§ **GOAL**
All records are to be retyped faithfully and completely.

BEGIN RECORD SET

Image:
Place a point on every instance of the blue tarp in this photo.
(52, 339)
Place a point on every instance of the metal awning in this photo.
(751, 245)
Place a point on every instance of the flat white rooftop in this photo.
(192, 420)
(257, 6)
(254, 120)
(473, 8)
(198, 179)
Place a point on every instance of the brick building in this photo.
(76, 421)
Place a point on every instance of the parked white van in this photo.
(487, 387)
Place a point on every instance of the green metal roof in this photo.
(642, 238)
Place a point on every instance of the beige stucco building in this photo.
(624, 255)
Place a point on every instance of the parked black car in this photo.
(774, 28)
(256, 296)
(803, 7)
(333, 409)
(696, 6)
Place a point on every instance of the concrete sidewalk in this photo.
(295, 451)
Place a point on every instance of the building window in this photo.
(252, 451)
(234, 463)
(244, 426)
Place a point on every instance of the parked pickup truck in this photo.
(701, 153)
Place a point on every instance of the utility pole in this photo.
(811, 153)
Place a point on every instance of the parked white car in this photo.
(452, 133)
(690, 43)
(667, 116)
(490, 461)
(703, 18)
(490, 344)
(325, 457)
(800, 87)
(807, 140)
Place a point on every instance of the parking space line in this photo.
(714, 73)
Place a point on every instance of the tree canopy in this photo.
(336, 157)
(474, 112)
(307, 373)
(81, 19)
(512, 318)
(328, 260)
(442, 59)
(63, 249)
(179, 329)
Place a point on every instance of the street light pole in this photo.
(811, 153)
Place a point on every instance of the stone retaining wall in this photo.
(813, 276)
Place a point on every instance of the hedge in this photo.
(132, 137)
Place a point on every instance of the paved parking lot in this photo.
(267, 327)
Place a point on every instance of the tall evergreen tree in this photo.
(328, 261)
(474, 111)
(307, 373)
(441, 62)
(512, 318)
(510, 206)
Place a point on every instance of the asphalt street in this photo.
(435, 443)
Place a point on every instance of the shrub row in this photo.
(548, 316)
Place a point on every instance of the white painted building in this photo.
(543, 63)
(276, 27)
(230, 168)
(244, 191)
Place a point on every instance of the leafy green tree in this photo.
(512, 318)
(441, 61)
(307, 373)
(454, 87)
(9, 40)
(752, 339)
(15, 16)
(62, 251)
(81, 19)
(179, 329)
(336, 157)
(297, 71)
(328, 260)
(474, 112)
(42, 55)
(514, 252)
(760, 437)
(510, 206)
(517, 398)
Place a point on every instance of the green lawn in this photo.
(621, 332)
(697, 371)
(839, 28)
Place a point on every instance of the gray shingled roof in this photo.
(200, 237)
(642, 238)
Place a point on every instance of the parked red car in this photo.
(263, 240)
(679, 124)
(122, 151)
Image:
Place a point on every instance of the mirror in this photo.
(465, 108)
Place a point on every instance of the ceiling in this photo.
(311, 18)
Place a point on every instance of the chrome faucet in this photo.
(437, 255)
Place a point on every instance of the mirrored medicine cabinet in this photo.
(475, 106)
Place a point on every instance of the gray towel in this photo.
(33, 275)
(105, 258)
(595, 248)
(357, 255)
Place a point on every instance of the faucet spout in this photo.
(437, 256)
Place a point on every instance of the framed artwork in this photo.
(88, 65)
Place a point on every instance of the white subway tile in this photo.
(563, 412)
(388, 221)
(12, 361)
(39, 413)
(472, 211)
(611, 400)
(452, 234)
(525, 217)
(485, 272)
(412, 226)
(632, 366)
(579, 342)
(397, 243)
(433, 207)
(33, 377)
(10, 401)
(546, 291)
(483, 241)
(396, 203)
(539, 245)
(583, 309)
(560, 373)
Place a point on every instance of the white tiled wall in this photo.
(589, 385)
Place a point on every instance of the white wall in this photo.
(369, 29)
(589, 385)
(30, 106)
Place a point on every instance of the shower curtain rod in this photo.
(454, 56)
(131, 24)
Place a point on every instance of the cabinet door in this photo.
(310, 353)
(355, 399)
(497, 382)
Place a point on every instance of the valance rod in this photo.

END RECORD SET

§ **FINISHED EXERCISE**
Image:
Place a point on every instance of the blue tarp in this photo.
(52, 339)
Place a point on every instance of the metal awning in this photo.
(751, 245)
Place a point on every instance of the flat white rooftop in this photo.
(192, 420)
(257, 6)
(254, 120)
(473, 8)
(198, 179)
Place a point on every instance of the brick building in this photo.
(76, 421)
Place a point on every instance of the parked white van in this photo.
(487, 387)
Place a point on every instance of the green metal roof in this photo.
(642, 238)
Place a point on every instance of the beige stucco building in this photo.
(624, 255)
Place a point on every instance of the parked black car in this photo.
(774, 28)
(256, 296)
(803, 7)
(333, 409)
(696, 6)
Place a point on every instance of the concrete sidewalk in this photo.
(295, 451)
Place a point on every instance of the building window in this photo.
(252, 451)
(234, 463)
(244, 426)
Place a point on every instance of the parked pickup truck in this photo.
(701, 153)
Place a point on every instance of the utility pole in this photo.
(811, 153)
Place a point on every instance of the parked white car in this photo.
(452, 133)
(690, 43)
(667, 116)
(490, 461)
(703, 18)
(490, 344)
(325, 457)
(800, 87)
(807, 140)
Place a point on every instance of the parking space line in this photo.
(714, 73)
Place a point on every instance of the tree canopy in this photo.
(336, 157)
(474, 112)
(307, 373)
(81, 19)
(512, 318)
(328, 260)
(442, 59)
(63, 249)
(179, 329)
Place a point on every instance of the street light pole in this photo.
(811, 153)
Place a point on every instance of the stone retaining wall in this photo.
(813, 276)
Place a point on every instance of the hedge in this photo.
(132, 137)
Place a point on every instance of the paved parking lot in this photo.
(267, 327)
Place a point on every instance of the tall evergreen tree in this photo.
(328, 261)
(474, 111)
(307, 373)
(441, 62)
(512, 318)
(510, 206)
Place a point on every instance of the asphalt street in this photo.
(435, 443)
Place a point on every instance of the shrub row in this photo.
(548, 316)
Place a point on every instance of the white painted building in this photo.
(543, 63)
(276, 27)
(230, 168)
(244, 191)
Place a point on every instance of the leafy green tree in this photo.
(512, 318)
(441, 61)
(307, 373)
(454, 87)
(9, 40)
(752, 339)
(15, 16)
(62, 251)
(81, 19)
(179, 329)
(336, 157)
(297, 71)
(328, 260)
(474, 112)
(42, 55)
(514, 252)
(760, 437)
(510, 206)
(517, 398)
Place a point on every instance of the green lawn in this photo.
(621, 332)
(697, 371)
(839, 28)
Place a point on every instance of the gray shingled roof in this photo.
(200, 237)
(642, 238)
Place a point on every instance of the parked red car in this photo.
(263, 240)
(679, 124)
(122, 151)
Image:
Place a point on every instance of the mirror in this photo.
(465, 108)
Place a point on every instance of the ceiling in this photo.
(311, 18)
Place a point on every instance of the chrome faucet in this photo.
(437, 255)
Place a point on every instance of the mirrored medicine cabinet in this photo.
(475, 106)
Place a point on every instance of the gray towel in this photo.
(33, 275)
(105, 258)
(595, 248)
(357, 255)
Place a point on every instance of the faucet spout in this photo.
(437, 256)
Place a point on every instance of the framed artwork in this photo.
(88, 65)
Place a point on every instance of the white subway tile in this photo.
(563, 412)
(388, 221)
(12, 361)
(39, 413)
(472, 211)
(611, 400)
(452, 234)
(525, 217)
(485, 272)
(412, 226)
(632, 366)
(579, 342)
(397, 243)
(433, 207)
(33, 377)
(10, 401)
(546, 291)
(483, 241)
(396, 203)
(539, 245)
(583, 309)
(560, 373)
Place a point on every instance of the white tiled wall in this photo.
(589, 385)
Place a point on every instance of the white wall in this photo.
(369, 29)
(589, 385)
(30, 106)
Place a point on every instance of the shower curtain rod in this photo.
(454, 56)
(131, 24)
Place a point on every instance of the cabinet door in this photo.
(310, 353)
(355, 399)
(497, 382)
Place a point on every instance of the valance rod in this photo.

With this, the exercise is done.